▶ TASK GOAL: Transcribe each record below word for word.
[begin RECORDS FOR PROCESSING]
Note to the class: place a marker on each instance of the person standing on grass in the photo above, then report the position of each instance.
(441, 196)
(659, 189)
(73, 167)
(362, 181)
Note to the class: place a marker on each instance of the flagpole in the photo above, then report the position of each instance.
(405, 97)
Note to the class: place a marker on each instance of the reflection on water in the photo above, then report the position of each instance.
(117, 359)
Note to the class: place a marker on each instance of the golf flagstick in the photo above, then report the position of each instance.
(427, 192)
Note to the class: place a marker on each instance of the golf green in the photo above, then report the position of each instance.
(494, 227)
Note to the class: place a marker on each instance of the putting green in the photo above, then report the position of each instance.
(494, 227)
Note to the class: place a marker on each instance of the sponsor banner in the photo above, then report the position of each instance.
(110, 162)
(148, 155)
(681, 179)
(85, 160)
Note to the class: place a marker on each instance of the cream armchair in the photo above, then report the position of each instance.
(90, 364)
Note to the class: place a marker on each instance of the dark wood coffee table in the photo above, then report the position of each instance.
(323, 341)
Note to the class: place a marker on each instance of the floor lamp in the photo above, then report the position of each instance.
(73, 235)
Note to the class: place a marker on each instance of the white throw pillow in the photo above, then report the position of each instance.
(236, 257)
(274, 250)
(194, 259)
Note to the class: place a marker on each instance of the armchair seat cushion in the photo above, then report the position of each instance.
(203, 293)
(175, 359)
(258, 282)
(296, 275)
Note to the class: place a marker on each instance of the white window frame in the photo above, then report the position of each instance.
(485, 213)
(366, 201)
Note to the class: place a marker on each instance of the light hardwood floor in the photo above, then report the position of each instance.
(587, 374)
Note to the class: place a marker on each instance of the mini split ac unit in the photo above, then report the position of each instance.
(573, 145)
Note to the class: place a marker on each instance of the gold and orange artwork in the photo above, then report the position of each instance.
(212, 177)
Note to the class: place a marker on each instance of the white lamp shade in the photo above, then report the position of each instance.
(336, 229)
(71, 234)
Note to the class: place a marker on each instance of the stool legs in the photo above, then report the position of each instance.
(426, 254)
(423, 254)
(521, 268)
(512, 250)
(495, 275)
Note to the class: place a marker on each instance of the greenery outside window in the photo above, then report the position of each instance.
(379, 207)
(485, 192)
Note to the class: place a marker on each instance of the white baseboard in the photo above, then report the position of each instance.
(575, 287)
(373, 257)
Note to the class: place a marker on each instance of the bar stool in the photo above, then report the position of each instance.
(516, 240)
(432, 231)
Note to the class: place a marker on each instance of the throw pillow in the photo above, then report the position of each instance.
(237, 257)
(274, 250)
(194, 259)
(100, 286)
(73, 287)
[end RECORDS FOR PROCESSING]
▶ COMPLETE OUTPUT:
Note to the class: place a marker on each instance of the person standing on grass in the photo above, then report the position of each instance.
(441, 196)
(659, 189)
(73, 167)
(362, 181)
Note to the class: place a marker on each instance of the flagpole in the photo above, then report the position of each instance.
(405, 97)
Note to the class: place a marker on each instance of the reflection on water in the photo above, then report the position of each instance.
(117, 359)
Note to the class: place a marker on each instance of the golf flagstick in the photo above, then report the position of each instance.
(427, 192)
Note to the class: place a marker on each instance of the golf green in the photo above, then report the position of each instance.
(494, 227)
Note to the class: place a marker on each instance of the putting green in the photo above, then report the position of each instance.
(494, 227)
Note to the class: place a marker on each instance of the sponsor banner in the photo above, then report the position of each instance.
(110, 162)
(148, 155)
(681, 179)
(85, 160)
Note to the class: place a marker on each instance of the cream armchair in the photo above, then report the position of each instance.
(90, 364)
Note to the class: place a marker on each instance of the dark wood coffee table in the photo above, then report the position of each instance.
(323, 341)
Note to the class: place a marker on each instance of the floor lamp in the photo above, then report the position of each instance.
(73, 235)
Note to the class: place a marker on each instance of the white throw pillow in the photo above, then report the position of each instance.
(236, 257)
(274, 250)
(194, 259)
Note to the class: place a marker on each instance of the armchair seat cushion in the photo above, then report the position of each instance.
(203, 293)
(175, 359)
(258, 282)
(296, 275)
Note to the class: place a marker on each instance of the white window frame in the photo above, then report the position of each instance.
(485, 213)
(366, 201)
Note to the class: place a marker on each instance of the light hardwood floor in the photo above, then report the position of each instance.
(587, 374)
Note to the class: place a marker on each instance of the mini split ac unit in the photo above, then report the position of each instance.
(573, 145)
Note to the class: place a marker on each instance of the gold and orange artwork in the photo above, then report the position of each instance.
(212, 177)
Note to the class: place a marker on each instance of the white lamp shade in the photo above, then report the position of each instance.
(336, 229)
(71, 234)
Note to the class: place a marker on each instance of the stool legs in the photo above, then report the position of each instance.
(426, 254)
(423, 254)
(521, 268)
(512, 250)
(495, 275)
Note to the class: place a marker on each instance of the greenery outside window in the photo above, then report the position of each instance.
(379, 207)
(485, 192)
Note to the class: place a marker on each instance of the white baseboard in the photo above, then report the position of each instance.
(575, 287)
(373, 257)
Note to the class: place a marker on each instance of the bar stool in the photo above, then report the position of each instance.
(516, 240)
(432, 231)
Note to the class: place a marker on each instance of the throw pillow in the photo above, then report the position of each instance.
(237, 257)
(274, 250)
(194, 259)
(100, 286)
(73, 287)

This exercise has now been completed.